→ **Action item**:
For this exercise, copy the data exactly and omit any images.

→ **Source records**:

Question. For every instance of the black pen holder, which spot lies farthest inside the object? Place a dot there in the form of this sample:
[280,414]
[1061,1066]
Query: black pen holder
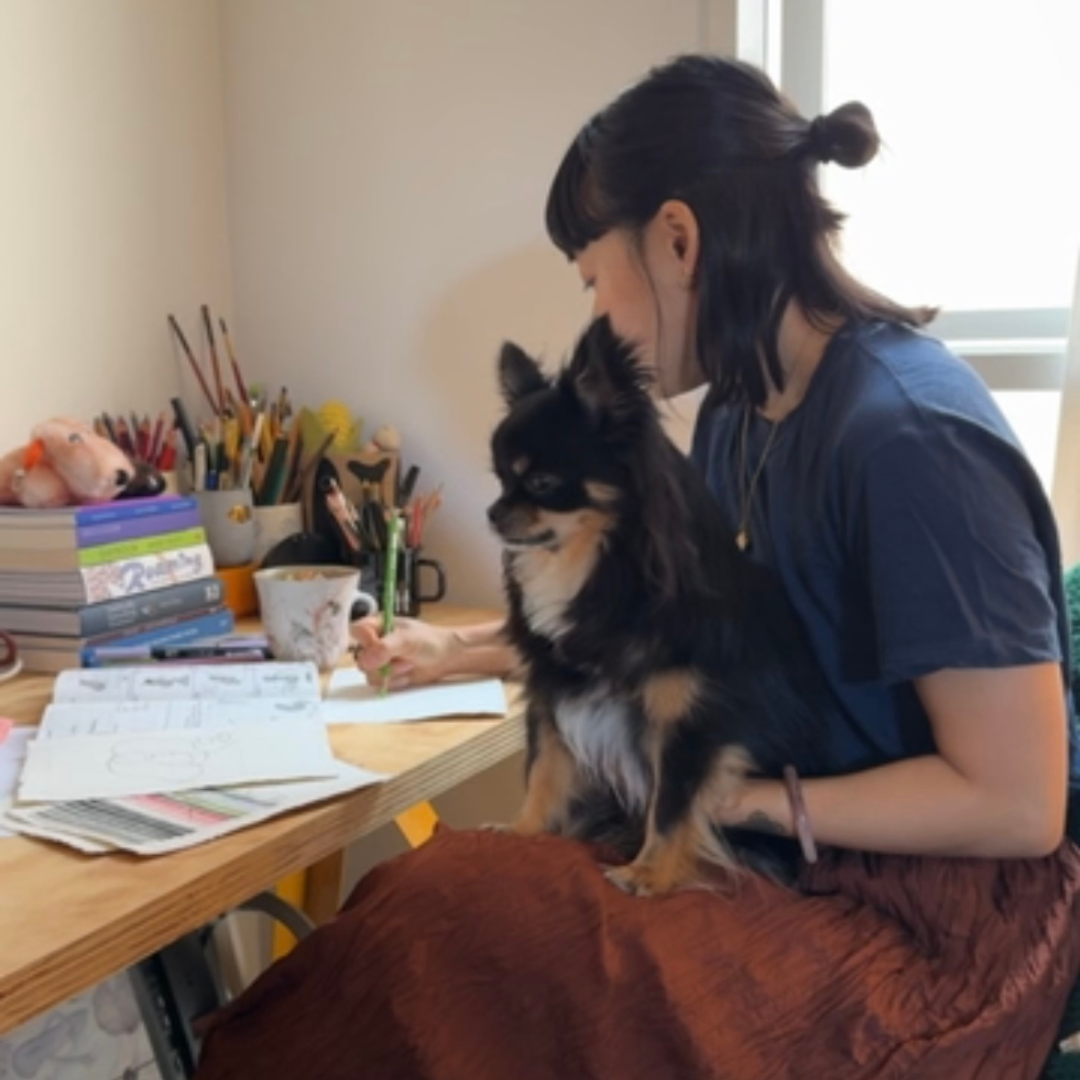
[412,568]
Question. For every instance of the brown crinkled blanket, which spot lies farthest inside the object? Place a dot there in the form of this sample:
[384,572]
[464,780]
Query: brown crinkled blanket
[486,957]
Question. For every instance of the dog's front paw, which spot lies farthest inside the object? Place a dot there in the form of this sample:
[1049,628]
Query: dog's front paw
[646,879]
[512,828]
[635,879]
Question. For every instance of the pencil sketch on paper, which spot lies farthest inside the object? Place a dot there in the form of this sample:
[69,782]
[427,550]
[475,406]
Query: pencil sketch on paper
[163,760]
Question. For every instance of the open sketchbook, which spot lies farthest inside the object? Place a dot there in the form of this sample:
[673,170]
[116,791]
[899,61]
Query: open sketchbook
[137,758]
[351,700]
[116,732]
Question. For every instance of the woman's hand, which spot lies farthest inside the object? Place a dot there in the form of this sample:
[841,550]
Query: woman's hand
[995,788]
[416,651]
[419,652]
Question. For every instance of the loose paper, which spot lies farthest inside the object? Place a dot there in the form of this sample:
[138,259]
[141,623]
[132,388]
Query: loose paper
[350,700]
[154,825]
[132,717]
[199,682]
[12,755]
[147,763]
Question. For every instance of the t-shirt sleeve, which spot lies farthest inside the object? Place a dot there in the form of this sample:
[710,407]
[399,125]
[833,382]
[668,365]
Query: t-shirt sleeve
[947,537]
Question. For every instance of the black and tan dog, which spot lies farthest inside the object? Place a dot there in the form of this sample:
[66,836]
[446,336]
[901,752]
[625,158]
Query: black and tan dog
[662,665]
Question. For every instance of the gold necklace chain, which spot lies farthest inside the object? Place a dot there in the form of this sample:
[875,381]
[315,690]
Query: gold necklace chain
[746,489]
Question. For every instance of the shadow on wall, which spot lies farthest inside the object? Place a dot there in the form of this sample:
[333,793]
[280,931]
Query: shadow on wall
[532,297]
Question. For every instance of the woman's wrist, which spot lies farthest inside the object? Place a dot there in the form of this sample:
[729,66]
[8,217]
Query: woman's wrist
[480,650]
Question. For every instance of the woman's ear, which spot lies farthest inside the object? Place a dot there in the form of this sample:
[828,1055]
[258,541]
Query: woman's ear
[679,238]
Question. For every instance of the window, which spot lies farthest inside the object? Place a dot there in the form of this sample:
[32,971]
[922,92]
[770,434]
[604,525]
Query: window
[973,204]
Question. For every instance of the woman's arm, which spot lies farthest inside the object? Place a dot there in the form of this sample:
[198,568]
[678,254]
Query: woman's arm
[421,652]
[996,787]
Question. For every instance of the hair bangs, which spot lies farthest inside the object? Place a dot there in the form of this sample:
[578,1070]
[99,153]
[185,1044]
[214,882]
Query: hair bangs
[574,216]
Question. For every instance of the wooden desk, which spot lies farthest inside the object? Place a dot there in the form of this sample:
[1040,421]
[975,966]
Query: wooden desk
[69,920]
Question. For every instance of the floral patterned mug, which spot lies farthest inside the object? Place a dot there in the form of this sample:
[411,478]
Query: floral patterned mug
[307,609]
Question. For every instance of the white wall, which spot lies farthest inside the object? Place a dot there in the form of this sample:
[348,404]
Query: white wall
[111,200]
[388,163]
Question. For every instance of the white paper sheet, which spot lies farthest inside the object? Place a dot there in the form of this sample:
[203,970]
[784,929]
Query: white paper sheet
[350,700]
[148,763]
[130,717]
[12,755]
[153,825]
[200,682]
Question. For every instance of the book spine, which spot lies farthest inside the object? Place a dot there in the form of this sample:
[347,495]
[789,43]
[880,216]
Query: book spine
[134,528]
[116,616]
[136,549]
[121,510]
[213,624]
[143,575]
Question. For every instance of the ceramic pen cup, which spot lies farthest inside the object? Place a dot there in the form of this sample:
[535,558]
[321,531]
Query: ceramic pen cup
[307,609]
[230,525]
[412,568]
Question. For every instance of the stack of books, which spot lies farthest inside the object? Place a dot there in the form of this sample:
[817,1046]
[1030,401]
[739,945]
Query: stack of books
[135,571]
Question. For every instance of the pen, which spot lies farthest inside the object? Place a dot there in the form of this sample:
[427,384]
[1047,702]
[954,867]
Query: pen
[390,584]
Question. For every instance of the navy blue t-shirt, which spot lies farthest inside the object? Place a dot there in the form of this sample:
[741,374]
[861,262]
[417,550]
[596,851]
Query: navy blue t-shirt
[907,526]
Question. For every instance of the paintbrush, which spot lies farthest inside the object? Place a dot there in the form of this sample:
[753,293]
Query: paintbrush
[192,362]
[241,388]
[213,359]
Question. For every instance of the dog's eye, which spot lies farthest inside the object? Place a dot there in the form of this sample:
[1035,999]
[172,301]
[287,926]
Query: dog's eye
[541,483]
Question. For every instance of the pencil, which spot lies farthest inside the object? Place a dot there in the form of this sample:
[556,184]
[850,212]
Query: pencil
[192,361]
[213,359]
[390,584]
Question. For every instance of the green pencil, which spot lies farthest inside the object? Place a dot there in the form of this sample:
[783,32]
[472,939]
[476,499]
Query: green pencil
[390,582]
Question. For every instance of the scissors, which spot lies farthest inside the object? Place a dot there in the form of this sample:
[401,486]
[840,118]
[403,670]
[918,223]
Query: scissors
[11,664]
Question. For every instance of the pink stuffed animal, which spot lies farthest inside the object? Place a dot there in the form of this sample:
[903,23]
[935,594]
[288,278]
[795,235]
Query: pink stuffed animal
[64,463]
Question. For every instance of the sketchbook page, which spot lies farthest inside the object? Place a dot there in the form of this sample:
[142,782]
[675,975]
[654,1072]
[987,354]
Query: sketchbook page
[153,825]
[130,717]
[350,700]
[147,763]
[201,682]
[12,755]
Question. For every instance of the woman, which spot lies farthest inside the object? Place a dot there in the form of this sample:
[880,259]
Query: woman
[872,471]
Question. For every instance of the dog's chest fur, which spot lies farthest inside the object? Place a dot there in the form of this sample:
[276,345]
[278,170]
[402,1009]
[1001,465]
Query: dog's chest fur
[549,581]
[601,733]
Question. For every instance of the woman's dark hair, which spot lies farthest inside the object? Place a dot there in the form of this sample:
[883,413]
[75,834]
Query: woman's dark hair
[717,135]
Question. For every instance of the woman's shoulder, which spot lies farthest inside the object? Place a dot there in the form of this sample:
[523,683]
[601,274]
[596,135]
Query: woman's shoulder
[881,383]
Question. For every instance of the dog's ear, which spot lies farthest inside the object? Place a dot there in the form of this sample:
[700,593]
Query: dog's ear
[520,375]
[606,376]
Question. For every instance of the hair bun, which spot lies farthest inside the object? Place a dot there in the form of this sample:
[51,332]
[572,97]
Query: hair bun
[847,135]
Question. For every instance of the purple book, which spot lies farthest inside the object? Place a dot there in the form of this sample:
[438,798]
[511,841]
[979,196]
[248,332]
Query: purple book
[136,528]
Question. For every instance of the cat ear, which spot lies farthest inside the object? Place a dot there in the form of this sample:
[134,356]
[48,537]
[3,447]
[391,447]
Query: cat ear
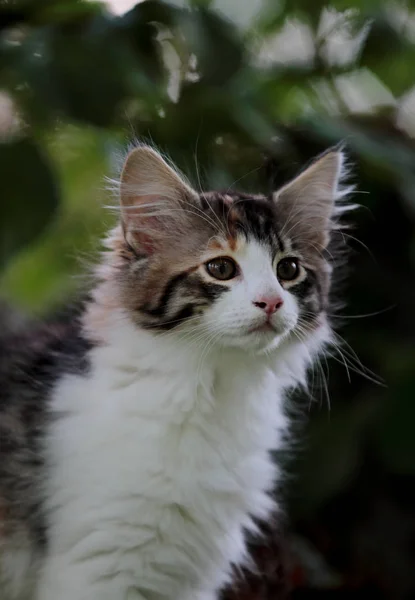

→ **Answer box**:
Question. For every instance of the black pen holder, which spot lies farthest inside the object? Place a dot there in the form of this sample:
[280,414]
[1061,1066]
Query: black pen holder
[412,568]
Question. For every instance of the brown crinkled blanket, which spot lies farthest inside the object? Place a dot there in the form of this sample:
[384,572]
[464,780]
Query: brown crinkled blanket
[486,957]
Question. For every instance of the dog's front paw, which spot lies farthest inside the object? Place a dot there in the form of this sample:
[1049,628]
Query: dog's front paw
[646,879]
[512,828]
[635,879]
Question. For every instance of the pencil sketch on paper, which spot lies farthest inside the object? Place a dot there in the form of this sample:
[69,782]
[427,550]
[475,406]
Query: pencil sketch on paper
[163,760]
Question. For every instance of the open sketchbook, which spot lies farthest inside the object? Place a dot there in the form of this sample:
[673,170]
[116,791]
[899,61]
Query: open sketchbook
[137,758]
[351,700]
[116,732]
Question. For every instance of the woman's hand, which spot lies farthest inside the object? Place a dot there in the form of this sample:
[841,550]
Query: woman's hand
[995,788]
[416,651]
[419,652]
Question. For every instance of the loose paper, which spot lies farthest inside the object? Place a dot there in the form of this sample:
[138,259]
[141,623]
[132,388]
Query: loose paper
[350,700]
[154,825]
[132,717]
[199,682]
[12,755]
[147,763]
Question. For every instance of the t-shirt sleeve, which spot lies farthest inside the object? Place a dot there in the form of this sample:
[710,407]
[399,125]
[833,382]
[668,365]
Query: t-shirt sleeve
[947,537]
Question. For every instance of the black and tan dog, which spot lies farthest inside the object? Place a dot there in the form of this sample:
[66,836]
[446,336]
[901,752]
[625,158]
Query: black and tan dog
[662,665]
Question. For every instance of the gold necklace chain, which spot lies farthest inside the object? Place a dot there in the form of this sample:
[875,381]
[315,690]
Query: gold necklace chain
[746,489]
Question. For every instance of the shadow on wall, which spot lies farthest inside the object? Place a dot there in the form of this sample:
[333,793]
[280,931]
Query: shadow on wall
[532,297]
Question. For every instance of the woman's wrist, which spot lies farthest inside the object? Place a dot there in the form of this sample:
[729,66]
[8,217]
Query: woman's wrist
[480,650]
Question. For every instance of the woman's ear, which spot lies farthest inside the object? Place a dot there in the form of this sample:
[828,1055]
[258,541]
Query: woman's ear
[679,238]
Question. For every instance of the window, which spot lies farthest inside the object? Place a dot there in the form of this sample:
[32,971]
[922,92]
[770,434]
[604,525]
Query: window
[973,204]
Question. For every instance of the woman's arm, which spot lies farthest inside the object? Place a dot there in the form of this sample:
[198,568]
[678,254]
Query: woman's arm
[421,652]
[996,787]
Question. For every instance of the hair bangs, which spot lies farthest inside the object? Place a dot there in the form of this sample:
[578,1070]
[99,153]
[185,1044]
[214,882]
Query: hair bangs
[574,216]
Question. For every instance of the wooden desk, which spot lies farthest inside the object? Place a dot there in the form of this sample:
[1040,421]
[975,966]
Query: wooden desk
[69,920]
Question. For every instance of the floral patterned mug, which spot lies farthest inside the object? Place a dot there in the form of this sample:
[411,478]
Query: floral patterned mug
[307,609]
Question. For every instance of the white wall, which spot lies farthest inside the object? Place a dot there in the form of this sample:
[348,404]
Query: white wall
[111,200]
[388,163]
Question. For every instance of the white paper sheet, which spot lies farthest inside the object? Place a dot there in the form of this sample:
[203,970]
[784,929]
Query: white paper sheet
[350,700]
[148,763]
[130,717]
[12,755]
[153,825]
[200,682]
Question. For every instance of the book spine, which spot lies farthest inside the object? Place a dot there in the form of this sample:
[347,495]
[789,43]
[880,216]
Query: book spine
[134,528]
[116,616]
[136,549]
[121,510]
[213,624]
[143,575]
Question. For every instance of the ceramic pen cup, which spot lies farthest inside the object? Place a dot there in the form of this sample:
[535,558]
[321,531]
Query: ceramic pen cup
[307,609]
[230,525]
[412,568]
Question. For every instance of the stack of books, which spot lies farthest inside the object? Place a dot there in the form of this sample:
[817,1046]
[1030,401]
[739,945]
Query: stack of books
[135,571]
Question. For every instance of the pen, which spot lies farthest inside the object? Place a dot there in the form of this sample:
[427,384]
[1047,702]
[954,867]
Query: pen
[390,584]
Question. For every instance of the navy blue t-shirt, which spot lies farthest inside the object? Place a dot there in the form of this sample:
[741,374]
[861,262]
[417,550]
[596,851]
Query: navy blue t-shirt
[907,526]
Question. For every instance of the paintbrush, which spot lies farthest inside the object? Place a dot there in the form of this sample:
[753,293]
Query: paintbrush
[192,362]
[241,388]
[213,359]
Question. For every instance of the dog's eye, which spot lies farthest inside the object? Place a dot there in the form of this sample:
[1035,999]
[172,301]
[287,926]
Query: dog's eye
[541,483]
Question. For every instance of the pencil, which spot lies farthest inside the object? Place a dot there in the form of this sample:
[556,184]
[850,212]
Query: pencil
[192,361]
[213,359]
[390,584]
Question. For every instance of the green pencil, which spot lies farthest inside the object? Place a dot there in the form of this sample:
[783,32]
[472,939]
[476,499]
Query: green pencil
[390,582]
Question. For every instance of the scissors, which spot lies farthest inside the object? Place a dot there in the form of this sample:
[401,486]
[840,118]
[403,670]
[918,223]
Query: scissors
[11,664]
Question. For every instance of the pink stuffed animal, which spot lies farthest inside the object? Place a dot there in the form of this sample:
[903,23]
[935,594]
[288,278]
[795,235]
Query: pink stuffed animal
[64,463]
Question. For every instance of the sketchbook page, which spot lies farthest inside the object? Place a dot there in the form of this sample:
[142,782]
[675,975]
[654,1072]
[987,354]
Query: sketchbook page
[153,825]
[130,717]
[350,700]
[147,763]
[201,682]
[12,755]
Question. For every instance of the woman, which spot lies farthest inside the object? Place a dot there in the form of this sample:
[880,259]
Query: woman
[872,471]
Question. For every instance of the dog's chest fur, which spot lies farthest inside the object? Place a dot there in the form of this sample:
[276,345]
[278,170]
[402,1009]
[1001,465]
Query: dog's chest fur
[549,581]
[601,733]
Question. For every instance of the woman's dark hair, which spot lies farthest inside the object? Place a dot there in the form of this sample:
[883,413]
[75,834]
Query: woman's dark hair
[717,135]
Question. For every instance of the woman's shoulder, which spot lies farthest inside the object? Place a dot there in the form of this sample:
[523,683]
[601,274]
[596,135]
Query: woman's shoulder
[881,383]
Question. For every instance of the dog's ear, which spot lies farthest inside the object? Place a dot there in the form of this sample:
[700,593]
Query: dog's ear
[520,375]
[606,376]
Question. For every instance of the hair bun, which spot lies farthest inside the object? Place a dot there in the form of this sample:
[51,332]
[572,97]
Query: hair bun
[847,135]
Question. For every instance of the purple book, which spot lies farthest inside the object? Place a dot there in the form of this sample:
[438,798]
[511,841]
[979,196]
[248,332]
Query: purple book
[136,528]
Question. For every instance of the cat ear, which spot lies farthest inside the object? Place a dot there in the form of this sample:
[134,356]
[48,537]
[3,447]
[391,447]
Query: cat ear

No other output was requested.